◆ **POLECENIE**
Zaktualizuj wiersze wykazu od wiersza zawierającego „Confirm that each instance of the oval” do końca wykazu włącznie, zastępując „vanity light fixture” przez „wall sconce”. Podaj tylko te wiersze, poza tą zmianą niczego nie zmieniaj.
======== ZAPISANE DANE ========
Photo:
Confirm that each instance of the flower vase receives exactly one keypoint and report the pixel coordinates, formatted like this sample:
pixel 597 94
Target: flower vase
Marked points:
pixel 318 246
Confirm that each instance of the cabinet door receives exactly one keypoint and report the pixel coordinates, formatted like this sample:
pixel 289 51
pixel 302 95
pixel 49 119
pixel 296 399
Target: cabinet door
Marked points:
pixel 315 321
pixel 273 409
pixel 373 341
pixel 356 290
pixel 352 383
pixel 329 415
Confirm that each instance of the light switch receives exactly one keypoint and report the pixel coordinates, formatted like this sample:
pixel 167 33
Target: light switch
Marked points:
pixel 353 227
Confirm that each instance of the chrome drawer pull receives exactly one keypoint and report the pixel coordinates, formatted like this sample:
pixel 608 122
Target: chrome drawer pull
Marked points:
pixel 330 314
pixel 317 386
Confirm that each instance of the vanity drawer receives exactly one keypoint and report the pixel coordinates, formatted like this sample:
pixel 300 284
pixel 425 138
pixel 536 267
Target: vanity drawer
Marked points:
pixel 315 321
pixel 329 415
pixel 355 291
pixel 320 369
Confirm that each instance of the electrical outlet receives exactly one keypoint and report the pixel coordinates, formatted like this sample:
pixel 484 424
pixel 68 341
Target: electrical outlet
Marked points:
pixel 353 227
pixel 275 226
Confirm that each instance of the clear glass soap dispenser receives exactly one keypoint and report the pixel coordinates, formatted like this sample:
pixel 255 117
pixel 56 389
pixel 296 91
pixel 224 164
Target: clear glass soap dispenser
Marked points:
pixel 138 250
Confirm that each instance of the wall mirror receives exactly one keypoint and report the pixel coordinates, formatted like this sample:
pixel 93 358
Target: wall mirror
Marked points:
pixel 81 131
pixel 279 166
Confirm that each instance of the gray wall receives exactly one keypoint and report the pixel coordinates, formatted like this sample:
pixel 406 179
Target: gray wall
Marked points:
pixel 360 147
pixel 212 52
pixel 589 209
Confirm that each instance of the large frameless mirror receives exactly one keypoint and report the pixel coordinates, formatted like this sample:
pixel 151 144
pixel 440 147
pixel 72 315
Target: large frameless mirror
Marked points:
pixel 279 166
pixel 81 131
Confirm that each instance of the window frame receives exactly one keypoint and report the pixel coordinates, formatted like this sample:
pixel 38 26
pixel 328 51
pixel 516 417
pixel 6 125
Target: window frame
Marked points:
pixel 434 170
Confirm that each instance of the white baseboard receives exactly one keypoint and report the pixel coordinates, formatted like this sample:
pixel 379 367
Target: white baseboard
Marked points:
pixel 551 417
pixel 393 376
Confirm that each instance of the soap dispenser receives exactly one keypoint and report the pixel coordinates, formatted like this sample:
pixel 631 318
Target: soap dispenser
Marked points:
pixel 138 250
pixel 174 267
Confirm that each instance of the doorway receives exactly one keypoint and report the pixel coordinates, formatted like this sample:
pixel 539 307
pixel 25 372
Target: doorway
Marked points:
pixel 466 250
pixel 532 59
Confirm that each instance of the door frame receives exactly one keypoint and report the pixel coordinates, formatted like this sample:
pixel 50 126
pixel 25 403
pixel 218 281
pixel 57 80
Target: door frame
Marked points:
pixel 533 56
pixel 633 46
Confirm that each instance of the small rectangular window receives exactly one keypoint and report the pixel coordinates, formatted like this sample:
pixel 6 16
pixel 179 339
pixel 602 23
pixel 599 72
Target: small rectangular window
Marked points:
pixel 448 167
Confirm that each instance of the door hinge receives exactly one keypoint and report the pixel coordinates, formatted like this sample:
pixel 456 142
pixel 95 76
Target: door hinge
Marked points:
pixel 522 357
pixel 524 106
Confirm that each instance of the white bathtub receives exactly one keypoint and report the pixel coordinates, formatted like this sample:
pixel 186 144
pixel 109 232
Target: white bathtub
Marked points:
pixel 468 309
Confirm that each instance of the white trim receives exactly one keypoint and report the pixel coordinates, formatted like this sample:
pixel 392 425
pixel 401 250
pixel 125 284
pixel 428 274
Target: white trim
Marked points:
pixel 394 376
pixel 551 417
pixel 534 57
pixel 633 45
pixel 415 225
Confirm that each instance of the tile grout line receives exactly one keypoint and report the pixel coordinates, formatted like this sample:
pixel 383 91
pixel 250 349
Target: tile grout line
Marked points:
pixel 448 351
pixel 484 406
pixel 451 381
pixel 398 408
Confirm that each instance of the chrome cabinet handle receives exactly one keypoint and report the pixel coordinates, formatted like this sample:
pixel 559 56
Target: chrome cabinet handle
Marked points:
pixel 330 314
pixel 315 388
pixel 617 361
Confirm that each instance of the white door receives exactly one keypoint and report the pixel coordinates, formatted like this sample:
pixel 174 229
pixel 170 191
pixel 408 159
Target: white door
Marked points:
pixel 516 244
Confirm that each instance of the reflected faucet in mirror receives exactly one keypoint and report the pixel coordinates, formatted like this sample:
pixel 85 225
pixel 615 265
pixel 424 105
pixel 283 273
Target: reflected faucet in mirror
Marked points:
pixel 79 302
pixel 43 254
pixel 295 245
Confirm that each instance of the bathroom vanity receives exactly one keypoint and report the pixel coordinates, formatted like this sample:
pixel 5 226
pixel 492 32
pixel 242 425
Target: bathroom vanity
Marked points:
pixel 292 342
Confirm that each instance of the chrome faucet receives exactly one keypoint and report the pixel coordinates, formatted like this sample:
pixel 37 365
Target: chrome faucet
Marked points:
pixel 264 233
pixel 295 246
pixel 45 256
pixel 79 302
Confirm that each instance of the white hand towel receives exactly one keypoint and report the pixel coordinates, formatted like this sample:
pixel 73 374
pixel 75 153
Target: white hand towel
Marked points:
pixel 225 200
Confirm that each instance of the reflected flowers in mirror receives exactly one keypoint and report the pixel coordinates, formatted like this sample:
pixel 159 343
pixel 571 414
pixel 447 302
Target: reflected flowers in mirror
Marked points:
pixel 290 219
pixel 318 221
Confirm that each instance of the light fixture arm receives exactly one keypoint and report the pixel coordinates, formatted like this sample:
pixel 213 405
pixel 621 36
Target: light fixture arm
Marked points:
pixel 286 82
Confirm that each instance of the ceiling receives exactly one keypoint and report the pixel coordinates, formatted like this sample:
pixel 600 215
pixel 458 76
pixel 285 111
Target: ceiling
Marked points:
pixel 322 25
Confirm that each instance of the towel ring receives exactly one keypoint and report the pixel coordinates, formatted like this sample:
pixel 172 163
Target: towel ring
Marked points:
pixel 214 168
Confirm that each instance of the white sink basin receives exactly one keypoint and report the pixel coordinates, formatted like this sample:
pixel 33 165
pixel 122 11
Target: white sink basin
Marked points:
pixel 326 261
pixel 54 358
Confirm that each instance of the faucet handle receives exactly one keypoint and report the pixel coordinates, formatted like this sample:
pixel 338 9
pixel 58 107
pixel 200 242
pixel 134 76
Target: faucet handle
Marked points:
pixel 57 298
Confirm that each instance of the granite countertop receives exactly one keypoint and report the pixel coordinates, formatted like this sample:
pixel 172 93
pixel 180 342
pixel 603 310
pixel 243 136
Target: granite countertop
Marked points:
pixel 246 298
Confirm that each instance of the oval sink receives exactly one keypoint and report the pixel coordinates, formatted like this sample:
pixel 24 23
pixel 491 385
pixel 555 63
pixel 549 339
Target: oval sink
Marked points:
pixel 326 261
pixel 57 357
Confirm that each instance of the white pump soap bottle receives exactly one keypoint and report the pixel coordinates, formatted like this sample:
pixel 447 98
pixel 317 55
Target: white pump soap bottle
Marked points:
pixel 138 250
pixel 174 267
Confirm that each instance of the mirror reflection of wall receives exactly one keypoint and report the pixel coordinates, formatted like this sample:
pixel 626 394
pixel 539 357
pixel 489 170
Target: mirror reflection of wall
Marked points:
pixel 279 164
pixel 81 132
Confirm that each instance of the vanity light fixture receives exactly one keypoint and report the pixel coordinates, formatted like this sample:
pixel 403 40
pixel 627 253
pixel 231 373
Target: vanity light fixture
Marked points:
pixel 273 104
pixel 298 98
========
◆ **ODPOWIEDŹ**
Confirm that each instance of the oval sink receives exactly one keypoint and report the pixel coordinates, formatted like this sample:
pixel 24 23
pixel 491 385
pixel 555 63
pixel 549 339
Target: oval sink
Marked points:
pixel 326 261
pixel 57 357
Confirm that each instance of the white pump soap bottle receives exactly one keypoint and report the pixel coordinates, formatted like this sample:
pixel 447 98
pixel 317 55
Target: white pump soap bottle
Marked points:
pixel 138 250
pixel 174 267
Confirm that each instance of the mirror reflection of wall receives exactly one keypoint and report the pixel coordinates, formatted like this sample:
pixel 626 394
pixel 539 357
pixel 489 170
Target: mirror reflection of wall
Marked points:
pixel 279 164
pixel 81 132
Confirm that each instance of the wall sconce receives exactly one keypoint and report the pixel coordinates, formatted like this sample:
pixel 403 40
pixel 627 253
pixel 231 373
Target: wall sconce
Marked points:
pixel 273 104
pixel 298 98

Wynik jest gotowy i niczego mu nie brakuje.